▸ THE REQUEST
How many lines in the rows below contain the word "Query"? Case counts, so match capitals exactly, and reply with the number only.

[Rows from an object pointing dataset]
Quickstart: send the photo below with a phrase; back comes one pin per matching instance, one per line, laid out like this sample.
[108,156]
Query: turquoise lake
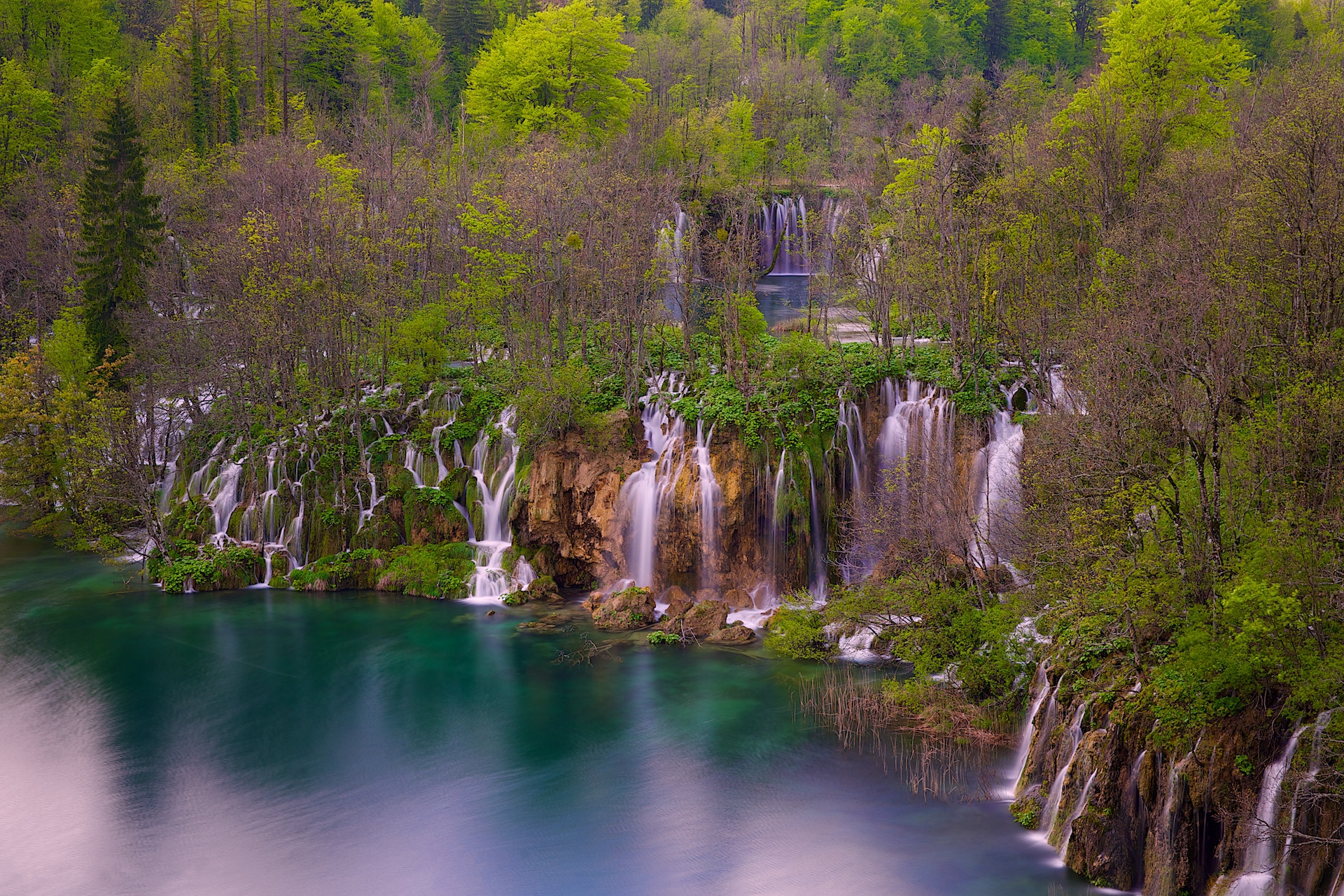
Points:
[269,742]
---
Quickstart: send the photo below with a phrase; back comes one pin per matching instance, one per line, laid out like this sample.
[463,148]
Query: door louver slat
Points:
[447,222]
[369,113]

▸ SOLUTION TO THIS PROBLEM
2